- _WHAT YOU SHOULD DO_
An exact, complete copy of the data is all that is needed.
** Opening DATA SECTION block **
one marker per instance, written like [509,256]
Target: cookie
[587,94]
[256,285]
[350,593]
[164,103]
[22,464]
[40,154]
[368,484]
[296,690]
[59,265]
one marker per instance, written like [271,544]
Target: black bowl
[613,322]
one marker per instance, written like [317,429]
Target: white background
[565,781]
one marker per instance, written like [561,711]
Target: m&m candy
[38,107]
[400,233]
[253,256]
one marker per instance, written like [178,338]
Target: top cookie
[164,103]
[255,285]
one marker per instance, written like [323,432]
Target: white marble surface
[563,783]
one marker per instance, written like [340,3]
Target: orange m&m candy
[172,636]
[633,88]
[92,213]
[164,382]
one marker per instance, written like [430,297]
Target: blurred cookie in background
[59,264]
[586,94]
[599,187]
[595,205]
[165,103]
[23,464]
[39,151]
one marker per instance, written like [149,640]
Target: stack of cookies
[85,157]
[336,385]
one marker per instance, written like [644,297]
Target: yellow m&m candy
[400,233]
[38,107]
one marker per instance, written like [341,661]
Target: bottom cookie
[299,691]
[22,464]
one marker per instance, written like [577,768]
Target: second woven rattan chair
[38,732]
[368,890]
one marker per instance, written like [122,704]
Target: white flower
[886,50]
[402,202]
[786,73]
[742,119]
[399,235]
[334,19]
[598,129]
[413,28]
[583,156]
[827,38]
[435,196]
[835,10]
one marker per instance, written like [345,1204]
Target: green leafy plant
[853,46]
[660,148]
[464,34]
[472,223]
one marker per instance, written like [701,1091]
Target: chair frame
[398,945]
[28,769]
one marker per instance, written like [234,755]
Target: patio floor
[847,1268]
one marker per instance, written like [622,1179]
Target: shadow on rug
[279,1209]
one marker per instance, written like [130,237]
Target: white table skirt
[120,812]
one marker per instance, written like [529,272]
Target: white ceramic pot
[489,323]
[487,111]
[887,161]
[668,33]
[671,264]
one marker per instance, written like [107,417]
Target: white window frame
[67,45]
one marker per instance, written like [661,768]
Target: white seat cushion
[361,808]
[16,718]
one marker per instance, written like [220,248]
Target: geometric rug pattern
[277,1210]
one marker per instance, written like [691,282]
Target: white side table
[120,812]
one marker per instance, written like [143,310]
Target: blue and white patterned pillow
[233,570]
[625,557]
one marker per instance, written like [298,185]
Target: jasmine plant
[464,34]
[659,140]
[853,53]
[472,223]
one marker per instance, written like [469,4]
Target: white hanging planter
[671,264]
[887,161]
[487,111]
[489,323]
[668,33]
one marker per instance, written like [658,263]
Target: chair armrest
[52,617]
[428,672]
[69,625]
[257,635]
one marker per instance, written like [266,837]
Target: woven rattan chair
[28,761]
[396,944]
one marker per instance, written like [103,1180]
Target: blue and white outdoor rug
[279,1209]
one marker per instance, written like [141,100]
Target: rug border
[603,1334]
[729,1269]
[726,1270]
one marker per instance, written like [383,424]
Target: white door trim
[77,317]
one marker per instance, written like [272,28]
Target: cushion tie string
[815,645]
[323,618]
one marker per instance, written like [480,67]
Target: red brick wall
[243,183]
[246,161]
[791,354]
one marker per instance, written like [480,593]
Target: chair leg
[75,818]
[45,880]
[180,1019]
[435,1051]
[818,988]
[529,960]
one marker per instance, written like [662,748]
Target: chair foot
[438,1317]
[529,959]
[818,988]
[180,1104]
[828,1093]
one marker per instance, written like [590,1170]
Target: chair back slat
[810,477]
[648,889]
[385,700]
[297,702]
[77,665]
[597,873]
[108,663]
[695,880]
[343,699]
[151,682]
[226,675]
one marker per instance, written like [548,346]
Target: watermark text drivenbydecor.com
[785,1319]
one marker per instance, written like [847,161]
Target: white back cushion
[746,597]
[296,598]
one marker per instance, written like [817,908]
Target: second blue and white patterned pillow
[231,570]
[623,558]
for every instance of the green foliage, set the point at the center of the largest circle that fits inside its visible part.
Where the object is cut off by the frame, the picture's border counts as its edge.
** Closing DATA SECTION block **
- _ANSWER TO THIS EXERCISE_
one marker per instance, written like [509,256]
Target: cookie
[587,94]
[256,285]
[350,593]
[164,103]
[22,464]
[40,154]
[368,484]
[296,690]
[59,265]
one marker per instance, written like [271,544]
Target: black bowl
[613,322]
one marker per instance, written like [317,429]
Target: white background
[565,781]
one marker per instance, written like [561,711]
Target: m&m candy
[38,107]
[400,233]
[253,256]
one marker per instance, written like [178,338]
Target: top cookie
[164,103]
[255,285]
one marker per instance, written like [323,432]
Target: white marble surface
[563,783]
one marker per instance, written like [340,3]
Target: orange m&m candy
[172,636]
[633,88]
[92,213]
[164,382]
one marker per instance, written like [430,297]
Target: blurred cookie in background
[59,264]
[586,94]
[599,187]
[595,205]
[165,103]
[23,464]
[39,151]
one marker per instance, written like [149,640]
Target: stack of cookies
[85,157]
[336,385]
one marker per instance, written like [644,297]
Target: yellow m&m candy
[400,233]
[38,107]
one marker per instance, written like [341,661]
Target: bottom cookie
[299,691]
[22,464]
one marker per instance, written like [577,768]
Target: second woven rattan chair
[38,732]
[368,890]
one marker per instance, written like [122,704]
Target: white flower
[886,50]
[402,202]
[786,73]
[742,119]
[399,235]
[334,19]
[598,129]
[413,28]
[583,156]
[827,38]
[435,196]
[835,10]
one marker per instance, written like [345,1204]
Target: green leafy plant
[853,46]
[660,148]
[464,34]
[472,223]
one marker per instance, written like [701,1091]
Target: chair frame
[398,945]
[28,769]
one marker per instance, written like [234,755]
Target: patio floor
[847,1268]
one marker per instance, written like [622,1179]
Target: shadow on rug
[279,1209]
one marker per instance, written like [130,237]
Target: white table skirt
[120,812]
one marker per instance, written like [529,272]
Target: white ceramic pot
[489,323]
[487,111]
[887,161]
[668,33]
[671,264]
one marker per instance, written like [107,417]
Target: white window frame
[67,45]
one marker per instance, written like [661,768]
Target: white seat cushion
[361,808]
[16,718]
one marker per instance, written like [220,248]
Target: geometric rug pattern
[277,1210]
one marker per instance, written like [691,282]
Target: white side table
[120,812]
one marker per instance, written like [143,310]
Target: blue and white patterned pillow
[233,570]
[625,557]
one marker per instance, written like [298,185]
Target: jasmine plant
[464,34]
[659,140]
[853,53]
[472,223]
one marker per instance, written like [469,4]
Target: white hanging planter
[671,264]
[887,161]
[487,111]
[489,323]
[668,33]
one marker per instance, written like [658,263]
Target: chair armrest
[52,617]
[428,672]
[69,625]
[257,635]
one marker per instance, written like [266,837]
Target: woven rattan chair
[28,761]
[396,944]
one marker per instance, written like [103,1180]
Target: blue and white outdoor rug
[279,1209]
one marker per instance, written like [141,100]
Target: rug border
[603,1334]
[729,1269]
[726,1270]
one marker per instance, written like [383,424]
Target: white door trim
[77,317]
one marker per instance, written like [272,28]
Target: cushion tie string
[815,645]
[323,618]
one marker per instance, written like [480,67]
Target: red brick wall
[243,183]
[246,161]
[791,354]
one marker per instance, written like [480,593]
Target: chair leg
[75,818]
[45,880]
[180,1019]
[435,1051]
[818,988]
[529,960]
one marker per instance, written like [662,748]
Target: chair foot
[438,1317]
[529,959]
[818,988]
[180,1104]
[828,1093]
one marker per instance, written like [590,1170]
Target: chair back slat
[810,477]
[648,889]
[385,700]
[297,702]
[77,665]
[597,873]
[108,663]
[695,880]
[343,699]
[151,682]
[226,675]
one marker per instance, written like [548,346]
Target: watermark text drivenbydecor.com
[785,1319]
one marker per instance, written like [847,161]
Target: white back cushion
[746,597]
[296,598]
one marker per instance, written like [817,908]
Target: second blue and white patterned pillow
[231,570]
[623,558]
for every instance of the green foliage, set the point at the center of the largest circle that fits inside its visible part.
Where the object is cut off by the frame, the picture's border counts as its edge.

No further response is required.